Dataset entries:
************

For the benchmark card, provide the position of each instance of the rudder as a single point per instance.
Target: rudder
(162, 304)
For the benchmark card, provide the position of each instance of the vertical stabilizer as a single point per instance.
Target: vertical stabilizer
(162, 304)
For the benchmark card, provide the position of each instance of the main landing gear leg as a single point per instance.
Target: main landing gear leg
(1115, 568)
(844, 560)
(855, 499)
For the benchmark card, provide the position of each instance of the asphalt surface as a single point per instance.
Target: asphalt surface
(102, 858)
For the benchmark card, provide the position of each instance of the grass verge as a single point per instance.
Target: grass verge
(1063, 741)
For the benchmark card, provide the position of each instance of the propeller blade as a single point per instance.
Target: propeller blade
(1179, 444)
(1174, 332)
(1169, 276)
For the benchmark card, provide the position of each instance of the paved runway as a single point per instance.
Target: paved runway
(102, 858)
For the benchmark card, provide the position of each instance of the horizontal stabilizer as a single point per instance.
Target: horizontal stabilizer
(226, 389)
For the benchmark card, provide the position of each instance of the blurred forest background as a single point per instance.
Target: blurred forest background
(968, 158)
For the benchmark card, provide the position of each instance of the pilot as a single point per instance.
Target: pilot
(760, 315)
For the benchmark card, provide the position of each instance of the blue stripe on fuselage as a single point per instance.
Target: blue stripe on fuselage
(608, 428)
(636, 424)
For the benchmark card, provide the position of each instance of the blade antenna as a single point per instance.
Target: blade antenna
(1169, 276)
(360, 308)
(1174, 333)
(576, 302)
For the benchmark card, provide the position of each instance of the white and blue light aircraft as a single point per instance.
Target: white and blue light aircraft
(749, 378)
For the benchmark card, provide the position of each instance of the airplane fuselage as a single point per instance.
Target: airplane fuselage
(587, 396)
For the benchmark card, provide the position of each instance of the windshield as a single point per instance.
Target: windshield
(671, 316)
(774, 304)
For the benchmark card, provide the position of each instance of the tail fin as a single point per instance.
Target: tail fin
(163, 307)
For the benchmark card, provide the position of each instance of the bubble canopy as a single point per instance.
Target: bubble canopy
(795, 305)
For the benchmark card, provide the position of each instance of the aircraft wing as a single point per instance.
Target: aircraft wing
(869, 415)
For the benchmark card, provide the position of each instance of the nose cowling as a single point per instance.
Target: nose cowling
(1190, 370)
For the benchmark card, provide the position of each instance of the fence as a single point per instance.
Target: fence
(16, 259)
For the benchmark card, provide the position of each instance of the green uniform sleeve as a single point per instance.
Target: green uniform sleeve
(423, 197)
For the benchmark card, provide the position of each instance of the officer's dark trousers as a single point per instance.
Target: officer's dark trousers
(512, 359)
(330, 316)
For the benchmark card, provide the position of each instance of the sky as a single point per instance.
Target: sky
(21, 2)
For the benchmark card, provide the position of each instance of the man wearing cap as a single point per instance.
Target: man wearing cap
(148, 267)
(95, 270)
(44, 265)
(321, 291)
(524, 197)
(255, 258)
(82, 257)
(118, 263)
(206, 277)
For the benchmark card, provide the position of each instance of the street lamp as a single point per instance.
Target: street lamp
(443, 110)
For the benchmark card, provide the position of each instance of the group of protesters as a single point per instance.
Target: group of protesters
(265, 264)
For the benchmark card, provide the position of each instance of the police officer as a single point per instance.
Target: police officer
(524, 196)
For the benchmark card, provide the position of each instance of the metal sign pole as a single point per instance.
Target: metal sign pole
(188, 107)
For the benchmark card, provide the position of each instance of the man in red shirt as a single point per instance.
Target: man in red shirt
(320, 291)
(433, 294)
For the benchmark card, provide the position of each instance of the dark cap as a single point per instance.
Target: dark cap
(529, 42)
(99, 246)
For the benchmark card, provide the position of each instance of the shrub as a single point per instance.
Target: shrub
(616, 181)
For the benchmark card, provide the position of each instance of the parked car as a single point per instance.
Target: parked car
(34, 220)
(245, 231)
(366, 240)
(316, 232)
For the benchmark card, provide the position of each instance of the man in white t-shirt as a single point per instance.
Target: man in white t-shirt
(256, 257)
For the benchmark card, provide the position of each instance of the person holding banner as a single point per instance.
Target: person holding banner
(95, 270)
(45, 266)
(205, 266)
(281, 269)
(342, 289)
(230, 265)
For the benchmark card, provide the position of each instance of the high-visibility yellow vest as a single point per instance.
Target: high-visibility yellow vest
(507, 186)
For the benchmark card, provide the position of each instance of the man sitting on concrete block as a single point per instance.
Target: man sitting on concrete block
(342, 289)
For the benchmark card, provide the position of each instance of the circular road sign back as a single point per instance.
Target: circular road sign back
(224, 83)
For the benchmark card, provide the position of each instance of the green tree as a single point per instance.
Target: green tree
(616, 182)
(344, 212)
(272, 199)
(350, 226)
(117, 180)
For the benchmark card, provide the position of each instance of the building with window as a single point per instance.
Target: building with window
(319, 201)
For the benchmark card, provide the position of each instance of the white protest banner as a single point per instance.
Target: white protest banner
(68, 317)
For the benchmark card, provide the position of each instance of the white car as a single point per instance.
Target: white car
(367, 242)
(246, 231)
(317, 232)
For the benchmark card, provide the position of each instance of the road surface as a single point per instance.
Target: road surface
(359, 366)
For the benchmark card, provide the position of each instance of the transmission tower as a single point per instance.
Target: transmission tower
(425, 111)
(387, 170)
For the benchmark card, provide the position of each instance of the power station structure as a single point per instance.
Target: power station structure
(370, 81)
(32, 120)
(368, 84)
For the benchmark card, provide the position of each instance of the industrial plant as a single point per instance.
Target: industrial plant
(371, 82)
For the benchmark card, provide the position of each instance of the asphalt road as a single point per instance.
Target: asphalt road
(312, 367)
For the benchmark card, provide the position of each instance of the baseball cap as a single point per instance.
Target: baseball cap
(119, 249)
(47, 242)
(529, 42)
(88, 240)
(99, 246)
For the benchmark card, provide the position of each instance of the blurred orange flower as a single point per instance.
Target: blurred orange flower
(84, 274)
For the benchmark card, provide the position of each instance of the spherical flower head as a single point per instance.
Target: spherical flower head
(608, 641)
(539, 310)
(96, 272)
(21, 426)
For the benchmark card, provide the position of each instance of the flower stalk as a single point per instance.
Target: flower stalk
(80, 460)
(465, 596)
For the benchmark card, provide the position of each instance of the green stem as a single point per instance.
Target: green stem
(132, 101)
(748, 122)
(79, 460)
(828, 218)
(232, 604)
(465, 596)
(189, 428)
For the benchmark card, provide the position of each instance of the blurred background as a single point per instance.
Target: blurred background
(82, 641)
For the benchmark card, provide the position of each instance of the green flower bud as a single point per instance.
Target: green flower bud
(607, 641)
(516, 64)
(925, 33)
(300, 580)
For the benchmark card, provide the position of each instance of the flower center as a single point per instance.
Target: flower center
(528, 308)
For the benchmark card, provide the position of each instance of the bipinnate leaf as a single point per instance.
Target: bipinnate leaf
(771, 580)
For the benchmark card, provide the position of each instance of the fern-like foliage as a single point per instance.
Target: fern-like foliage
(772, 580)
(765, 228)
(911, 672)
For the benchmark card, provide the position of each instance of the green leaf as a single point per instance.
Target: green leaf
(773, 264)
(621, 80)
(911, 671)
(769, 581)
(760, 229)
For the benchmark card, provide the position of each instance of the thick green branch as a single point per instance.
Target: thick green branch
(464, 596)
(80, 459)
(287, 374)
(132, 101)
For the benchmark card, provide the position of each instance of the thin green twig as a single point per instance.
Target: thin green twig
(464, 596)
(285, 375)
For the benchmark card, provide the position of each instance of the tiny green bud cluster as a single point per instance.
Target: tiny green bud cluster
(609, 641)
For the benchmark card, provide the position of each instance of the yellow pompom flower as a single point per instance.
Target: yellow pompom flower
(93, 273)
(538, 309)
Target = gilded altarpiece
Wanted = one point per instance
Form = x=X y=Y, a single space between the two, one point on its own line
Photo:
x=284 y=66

************

» **EXERCISE REQUIREMENTS**: Starting at the line that contains "blurred background as a single point per instance.", repeat each line exactly through the last one in the listing. Include both of those lines and nothing more.

» **OUTPUT OF THE TASK**:
For the benchmark card, provide the position of each instance of the blurred background as a single point per instance.
Target: blurred background
(82, 641)
For the benchmark card, provide the position of each instance of the green flower bud as a single point per instance.
Target: green flower bud
(607, 641)
(516, 64)
(925, 33)
(300, 580)
For the benchmark card, provide the position of each instance of the flower center as a single point per instance.
Target: flower center
(528, 308)
For the benchmark card, provide the position of each instance of the bipinnate leaf as a single point per instance.
Target: bipinnate leaf
(771, 580)
For the benchmark card, provide the position of each instance of the fern-like foliage as a single point per instance.
Target: fern-like foliage
(772, 580)
(765, 228)
(911, 672)
For the benchmark card, provide the position of each instance of the green leaf as a single point per instance.
Target: green leaf
(773, 264)
(621, 80)
(911, 671)
(769, 581)
(760, 229)
For the benchmark card, provide the position of each instance of the thick green branch as a single point per instance.
Target: thick green branch
(464, 596)
(80, 459)
(287, 374)
(132, 101)
For the benchmark card, provide the position of each instance of the thin green twig as a single point per instance.
Target: thin green twig
(464, 596)
(285, 375)
For the benchmark card, provide the position of each instance of the tiny green bud cluster as a single point per instance.
Target: tiny green bud cluster
(609, 641)
For the benchmark card, provide the position of each instance of the yellow pompom flower as a single point per instance.
Target: yellow pompom flower
(93, 273)
(538, 309)
Target = gilded altarpiece
Wanted = one point per instance
Form = x=X y=Y, a single space between the two, one point on its own line
Photo:
x=284 y=66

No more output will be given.